Exercise brief |
Reproduce the closing part of the entries exactly: the line with "Where can you spot the handshake" and all lines after it, ending with the last line, and nothing else.

(Excerpts from point annotation data)
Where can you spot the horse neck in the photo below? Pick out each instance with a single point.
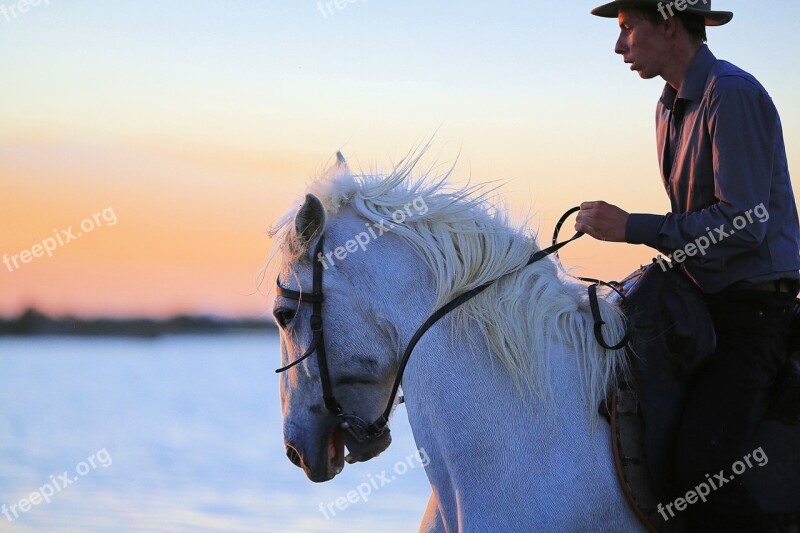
(476, 425)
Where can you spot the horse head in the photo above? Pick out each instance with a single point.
(360, 308)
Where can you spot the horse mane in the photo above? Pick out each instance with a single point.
(465, 241)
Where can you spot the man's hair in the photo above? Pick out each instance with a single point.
(695, 24)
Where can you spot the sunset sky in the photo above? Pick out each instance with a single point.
(197, 123)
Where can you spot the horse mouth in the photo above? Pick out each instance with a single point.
(361, 452)
(336, 451)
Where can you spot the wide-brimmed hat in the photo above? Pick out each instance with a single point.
(668, 8)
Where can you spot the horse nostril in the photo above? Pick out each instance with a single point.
(293, 456)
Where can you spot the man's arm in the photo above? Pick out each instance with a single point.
(743, 127)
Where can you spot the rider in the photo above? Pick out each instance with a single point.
(733, 229)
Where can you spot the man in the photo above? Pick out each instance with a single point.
(733, 229)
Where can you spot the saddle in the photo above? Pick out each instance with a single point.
(672, 334)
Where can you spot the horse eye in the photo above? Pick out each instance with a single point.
(283, 316)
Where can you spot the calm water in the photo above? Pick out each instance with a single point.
(176, 434)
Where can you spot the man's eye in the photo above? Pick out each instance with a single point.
(284, 316)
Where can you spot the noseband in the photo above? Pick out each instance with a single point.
(358, 428)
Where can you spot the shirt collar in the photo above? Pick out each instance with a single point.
(694, 81)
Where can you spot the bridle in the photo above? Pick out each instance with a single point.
(358, 428)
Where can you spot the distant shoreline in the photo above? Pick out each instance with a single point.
(34, 323)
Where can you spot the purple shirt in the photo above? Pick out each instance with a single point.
(723, 163)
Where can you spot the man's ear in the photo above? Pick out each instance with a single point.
(310, 220)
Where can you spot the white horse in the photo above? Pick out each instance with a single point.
(504, 401)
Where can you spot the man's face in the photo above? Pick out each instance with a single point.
(642, 44)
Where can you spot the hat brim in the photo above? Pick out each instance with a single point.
(611, 10)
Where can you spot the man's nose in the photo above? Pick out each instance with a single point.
(620, 47)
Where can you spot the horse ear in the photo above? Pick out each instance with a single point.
(310, 219)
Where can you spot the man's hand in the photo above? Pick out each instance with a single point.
(602, 221)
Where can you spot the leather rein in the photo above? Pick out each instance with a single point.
(358, 428)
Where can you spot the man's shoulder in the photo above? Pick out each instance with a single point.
(726, 77)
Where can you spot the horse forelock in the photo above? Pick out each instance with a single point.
(466, 241)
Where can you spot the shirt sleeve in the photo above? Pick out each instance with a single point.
(742, 125)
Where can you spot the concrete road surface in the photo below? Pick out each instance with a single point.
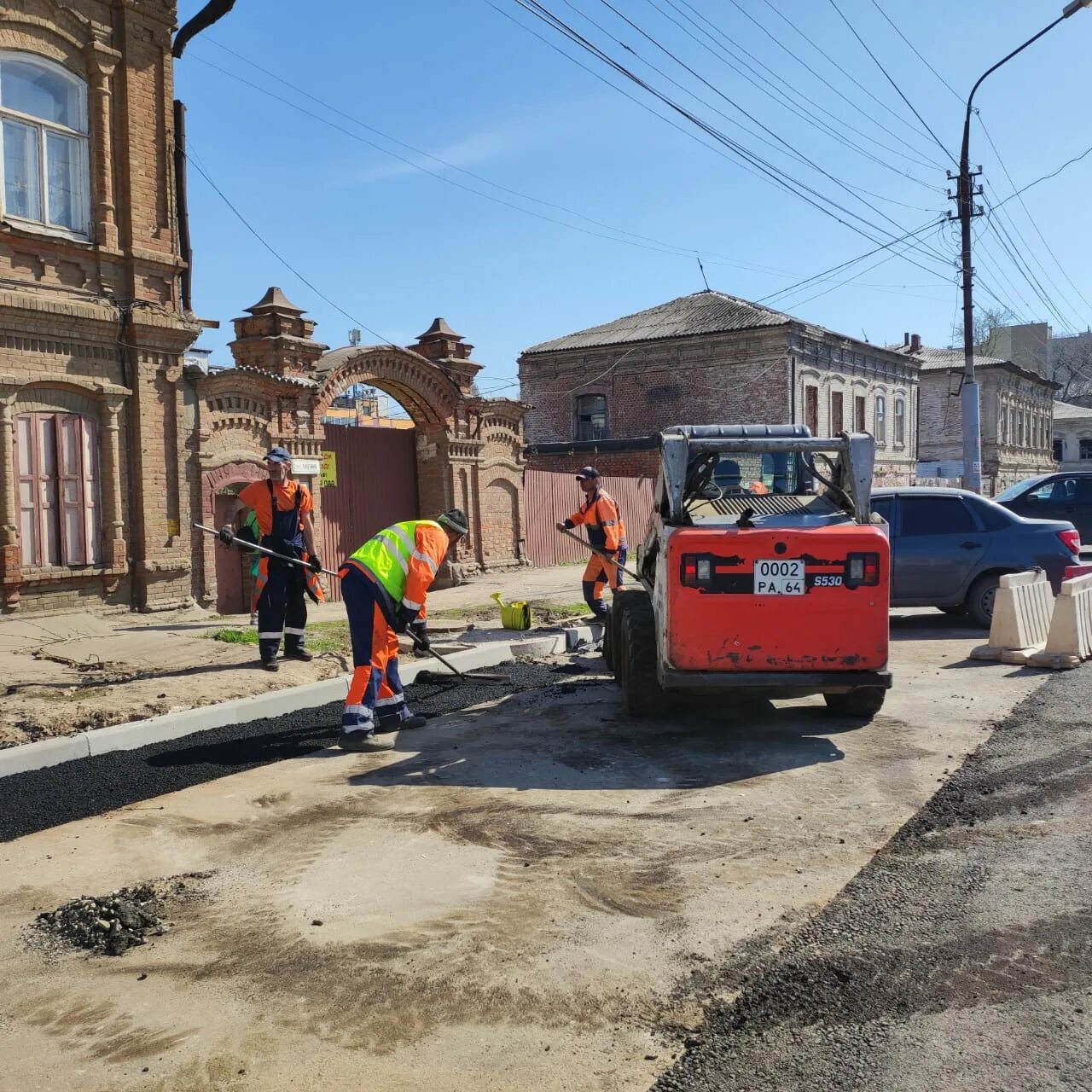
(519, 897)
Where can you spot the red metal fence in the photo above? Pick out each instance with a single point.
(377, 486)
(550, 497)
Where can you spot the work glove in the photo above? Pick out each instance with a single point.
(403, 617)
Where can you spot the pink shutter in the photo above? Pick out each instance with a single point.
(93, 518)
(48, 514)
(27, 486)
(70, 480)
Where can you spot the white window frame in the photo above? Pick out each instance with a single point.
(44, 127)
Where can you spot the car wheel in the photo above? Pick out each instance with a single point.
(979, 600)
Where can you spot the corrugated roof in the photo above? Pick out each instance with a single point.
(1065, 410)
(939, 359)
(705, 312)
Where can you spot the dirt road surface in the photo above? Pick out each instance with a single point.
(526, 896)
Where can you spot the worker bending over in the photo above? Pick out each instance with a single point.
(605, 532)
(385, 585)
(283, 508)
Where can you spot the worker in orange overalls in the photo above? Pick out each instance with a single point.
(385, 585)
(283, 508)
(607, 532)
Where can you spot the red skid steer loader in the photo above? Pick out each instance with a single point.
(764, 572)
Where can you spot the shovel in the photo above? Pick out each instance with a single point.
(262, 549)
(423, 676)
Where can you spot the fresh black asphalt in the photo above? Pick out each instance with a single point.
(43, 799)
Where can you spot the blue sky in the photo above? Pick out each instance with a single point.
(396, 247)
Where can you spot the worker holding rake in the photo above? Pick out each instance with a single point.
(385, 585)
(607, 533)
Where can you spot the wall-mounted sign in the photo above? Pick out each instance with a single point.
(328, 473)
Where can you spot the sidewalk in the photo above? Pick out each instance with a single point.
(68, 673)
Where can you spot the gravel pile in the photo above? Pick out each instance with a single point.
(113, 923)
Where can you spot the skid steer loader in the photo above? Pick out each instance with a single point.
(763, 572)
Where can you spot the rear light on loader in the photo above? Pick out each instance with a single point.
(1072, 539)
(862, 570)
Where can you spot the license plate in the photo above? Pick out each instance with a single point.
(779, 578)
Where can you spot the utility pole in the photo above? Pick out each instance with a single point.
(964, 197)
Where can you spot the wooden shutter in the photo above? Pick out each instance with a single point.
(93, 514)
(835, 413)
(70, 488)
(45, 435)
(26, 479)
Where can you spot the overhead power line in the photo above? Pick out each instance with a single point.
(1031, 218)
(728, 55)
(284, 261)
(916, 54)
(890, 80)
(776, 176)
(835, 66)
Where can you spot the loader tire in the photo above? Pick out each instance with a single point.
(863, 703)
(636, 659)
(612, 631)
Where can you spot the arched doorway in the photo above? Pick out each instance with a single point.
(382, 412)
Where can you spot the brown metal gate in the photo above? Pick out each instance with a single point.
(550, 497)
(377, 486)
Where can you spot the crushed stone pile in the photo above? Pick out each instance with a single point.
(113, 923)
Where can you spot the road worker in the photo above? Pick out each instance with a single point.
(607, 532)
(385, 585)
(283, 509)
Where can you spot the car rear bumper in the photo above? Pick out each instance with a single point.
(773, 683)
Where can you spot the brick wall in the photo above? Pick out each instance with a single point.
(61, 331)
(775, 375)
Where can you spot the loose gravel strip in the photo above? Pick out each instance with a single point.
(960, 958)
(43, 799)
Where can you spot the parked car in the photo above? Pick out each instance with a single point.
(1063, 496)
(949, 549)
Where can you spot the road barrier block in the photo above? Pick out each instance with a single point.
(1071, 636)
(1021, 620)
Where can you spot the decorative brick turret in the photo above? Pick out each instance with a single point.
(276, 338)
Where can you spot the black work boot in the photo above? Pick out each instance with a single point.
(363, 741)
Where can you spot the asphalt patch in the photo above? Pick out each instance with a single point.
(39, 799)
(831, 1003)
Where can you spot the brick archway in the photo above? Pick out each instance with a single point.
(421, 386)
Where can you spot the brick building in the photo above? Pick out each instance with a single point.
(1016, 413)
(1072, 437)
(600, 394)
(110, 443)
(92, 330)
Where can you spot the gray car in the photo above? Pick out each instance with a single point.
(949, 549)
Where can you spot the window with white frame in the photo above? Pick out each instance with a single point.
(591, 417)
(57, 479)
(44, 127)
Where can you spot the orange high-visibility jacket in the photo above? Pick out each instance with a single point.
(600, 514)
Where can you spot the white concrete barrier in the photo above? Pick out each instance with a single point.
(1071, 636)
(1021, 621)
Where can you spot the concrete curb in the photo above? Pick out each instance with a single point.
(157, 729)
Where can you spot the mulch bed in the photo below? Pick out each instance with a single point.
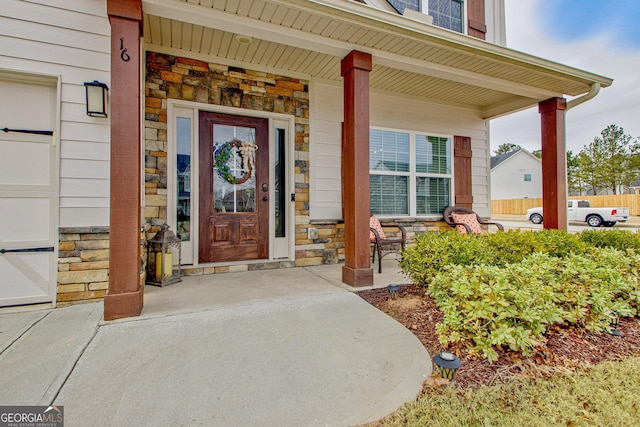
(564, 348)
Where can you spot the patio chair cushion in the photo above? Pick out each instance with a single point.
(470, 219)
(375, 224)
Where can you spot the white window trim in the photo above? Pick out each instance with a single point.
(412, 174)
(424, 8)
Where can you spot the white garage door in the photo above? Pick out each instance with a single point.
(28, 190)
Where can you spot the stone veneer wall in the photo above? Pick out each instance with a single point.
(171, 77)
(83, 264)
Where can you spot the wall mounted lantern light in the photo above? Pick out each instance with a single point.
(160, 271)
(96, 94)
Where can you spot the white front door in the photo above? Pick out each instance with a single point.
(28, 190)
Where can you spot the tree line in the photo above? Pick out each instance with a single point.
(610, 162)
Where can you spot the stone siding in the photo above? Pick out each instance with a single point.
(83, 264)
(171, 77)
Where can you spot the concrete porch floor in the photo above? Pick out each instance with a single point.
(288, 347)
(208, 292)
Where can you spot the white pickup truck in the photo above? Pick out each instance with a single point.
(581, 211)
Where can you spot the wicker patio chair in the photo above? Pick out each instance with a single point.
(381, 243)
(466, 221)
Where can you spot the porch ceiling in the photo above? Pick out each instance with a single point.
(308, 38)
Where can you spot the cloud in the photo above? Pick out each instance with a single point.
(529, 29)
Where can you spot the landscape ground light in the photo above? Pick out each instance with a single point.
(447, 364)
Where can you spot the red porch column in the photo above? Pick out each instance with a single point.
(124, 298)
(554, 163)
(355, 164)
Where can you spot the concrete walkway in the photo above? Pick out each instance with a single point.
(267, 348)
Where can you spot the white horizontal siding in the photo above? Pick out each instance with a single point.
(507, 179)
(70, 39)
(388, 112)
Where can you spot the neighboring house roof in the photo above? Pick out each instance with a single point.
(496, 160)
(500, 159)
(309, 38)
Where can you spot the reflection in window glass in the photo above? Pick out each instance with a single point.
(404, 184)
(432, 195)
(447, 14)
(183, 214)
(433, 154)
(388, 195)
(234, 182)
(389, 151)
(279, 184)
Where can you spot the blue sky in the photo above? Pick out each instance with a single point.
(570, 20)
(599, 36)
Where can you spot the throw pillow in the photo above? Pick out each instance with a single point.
(375, 224)
(470, 219)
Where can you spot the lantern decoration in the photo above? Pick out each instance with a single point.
(447, 364)
(96, 98)
(160, 270)
(393, 290)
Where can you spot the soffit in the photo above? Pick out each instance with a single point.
(311, 37)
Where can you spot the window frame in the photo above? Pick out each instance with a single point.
(412, 174)
(424, 8)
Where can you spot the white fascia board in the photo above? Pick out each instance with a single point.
(212, 18)
(455, 39)
(515, 105)
(462, 76)
(368, 16)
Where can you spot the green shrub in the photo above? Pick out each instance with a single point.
(433, 252)
(489, 308)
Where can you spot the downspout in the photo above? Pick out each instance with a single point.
(595, 89)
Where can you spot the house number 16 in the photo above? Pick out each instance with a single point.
(123, 51)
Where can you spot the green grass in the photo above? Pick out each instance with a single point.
(606, 395)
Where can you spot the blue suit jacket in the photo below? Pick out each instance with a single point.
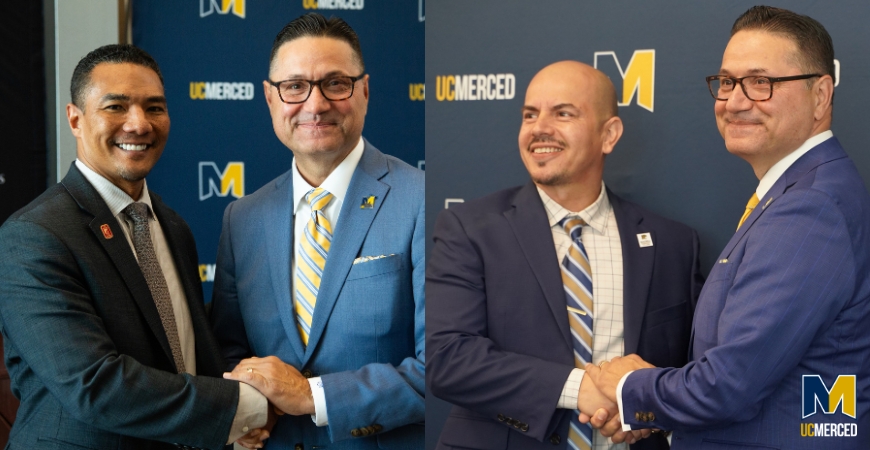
(367, 333)
(499, 340)
(84, 345)
(789, 296)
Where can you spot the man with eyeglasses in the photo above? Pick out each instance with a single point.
(780, 342)
(322, 268)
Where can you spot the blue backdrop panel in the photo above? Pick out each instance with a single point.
(671, 158)
(214, 55)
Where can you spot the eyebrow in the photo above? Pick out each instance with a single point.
(126, 98)
(755, 71)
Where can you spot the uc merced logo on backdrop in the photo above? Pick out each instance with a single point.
(638, 77)
(208, 7)
(214, 182)
(842, 396)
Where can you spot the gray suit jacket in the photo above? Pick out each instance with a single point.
(85, 348)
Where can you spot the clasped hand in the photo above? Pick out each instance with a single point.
(286, 388)
(597, 398)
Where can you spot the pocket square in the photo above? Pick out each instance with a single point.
(362, 259)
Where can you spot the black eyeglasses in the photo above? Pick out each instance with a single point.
(298, 90)
(756, 88)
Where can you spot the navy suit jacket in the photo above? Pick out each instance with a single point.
(367, 335)
(788, 297)
(499, 340)
(84, 345)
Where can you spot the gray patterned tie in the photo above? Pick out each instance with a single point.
(138, 212)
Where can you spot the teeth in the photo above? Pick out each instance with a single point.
(133, 147)
(546, 150)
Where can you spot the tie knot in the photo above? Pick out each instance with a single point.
(137, 211)
(753, 202)
(318, 198)
(573, 225)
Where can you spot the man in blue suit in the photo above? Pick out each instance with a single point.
(501, 323)
(322, 268)
(780, 333)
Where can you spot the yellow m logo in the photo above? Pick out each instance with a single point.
(638, 78)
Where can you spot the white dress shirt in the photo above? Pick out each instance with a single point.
(601, 239)
(251, 410)
(767, 181)
(336, 184)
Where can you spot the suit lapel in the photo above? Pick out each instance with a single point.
(637, 268)
(528, 220)
(118, 250)
(277, 213)
(350, 233)
(825, 152)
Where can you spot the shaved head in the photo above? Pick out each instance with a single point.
(586, 78)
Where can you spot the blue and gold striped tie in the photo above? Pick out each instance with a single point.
(313, 248)
(577, 278)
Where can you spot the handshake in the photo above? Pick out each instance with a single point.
(597, 398)
(288, 392)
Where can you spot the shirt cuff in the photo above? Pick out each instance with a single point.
(619, 401)
(571, 390)
(252, 412)
(320, 416)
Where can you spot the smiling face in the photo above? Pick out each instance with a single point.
(568, 126)
(320, 132)
(122, 129)
(763, 133)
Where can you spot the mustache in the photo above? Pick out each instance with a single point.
(546, 139)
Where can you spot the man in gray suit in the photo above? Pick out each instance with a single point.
(100, 305)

Result of the exercise |
Where can you spot the handshake in the photo above? Pick out each instance with a single point.
(597, 398)
(288, 392)
Where can you spot the shirt cuff in the photo above? Pick out each instance with a single point.
(619, 401)
(571, 390)
(252, 412)
(320, 416)
Where can you spot the smiling face in the photo above? Pick out each instance with a single point.
(568, 126)
(320, 132)
(122, 129)
(763, 133)
Where can you spot the mustache in the photo above? Pick out each instance with a single point.
(546, 139)
Where can you spot the man in gray suit in the photo above? Pick out each instance with a single point.
(100, 305)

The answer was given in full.